Source information:
---*---
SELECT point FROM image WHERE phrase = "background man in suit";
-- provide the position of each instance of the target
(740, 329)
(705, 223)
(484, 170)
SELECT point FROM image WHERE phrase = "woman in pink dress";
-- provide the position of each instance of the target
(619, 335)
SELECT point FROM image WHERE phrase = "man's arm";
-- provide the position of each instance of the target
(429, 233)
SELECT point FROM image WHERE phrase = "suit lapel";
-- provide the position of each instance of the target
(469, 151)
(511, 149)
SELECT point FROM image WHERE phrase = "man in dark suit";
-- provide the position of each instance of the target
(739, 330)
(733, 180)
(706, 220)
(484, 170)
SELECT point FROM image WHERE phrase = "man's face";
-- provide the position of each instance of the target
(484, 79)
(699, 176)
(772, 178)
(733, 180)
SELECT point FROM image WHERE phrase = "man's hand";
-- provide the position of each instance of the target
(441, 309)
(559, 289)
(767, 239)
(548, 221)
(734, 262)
---*---
Task description: Without altering a single word, write out the whole listing.

Task answer:
SELECT point FROM image WHERE phrase = "background man in suit";
-- provide the position of each instance of the target
(740, 329)
(705, 223)
(484, 170)
SELECT point FROM image WHERE phrase = "woman in pink dress";
-- provide the position of each instance of the target
(619, 335)
SELECT point FROM image WHERE phrase = "man's arm";
-- provide the position of each instance of the target
(429, 233)
SELECT point FROM image WHERE phrase = "suit lapel";
-- provide the position of each instance of the target
(469, 151)
(511, 149)
SELECT point FROM image WHERE phrase = "man in dark suit";
-- provide the position of each instance of the target
(739, 330)
(733, 180)
(706, 220)
(484, 170)
SELECT point FROM image WHERE phrase = "man's face";
-- provide the position of each instance of the target
(484, 79)
(699, 176)
(772, 178)
(733, 180)
SELECT point FROM image WHERE phrase = "man's hand";
-- provide the position of each instance of the target
(441, 309)
(559, 289)
(767, 239)
(548, 221)
(734, 262)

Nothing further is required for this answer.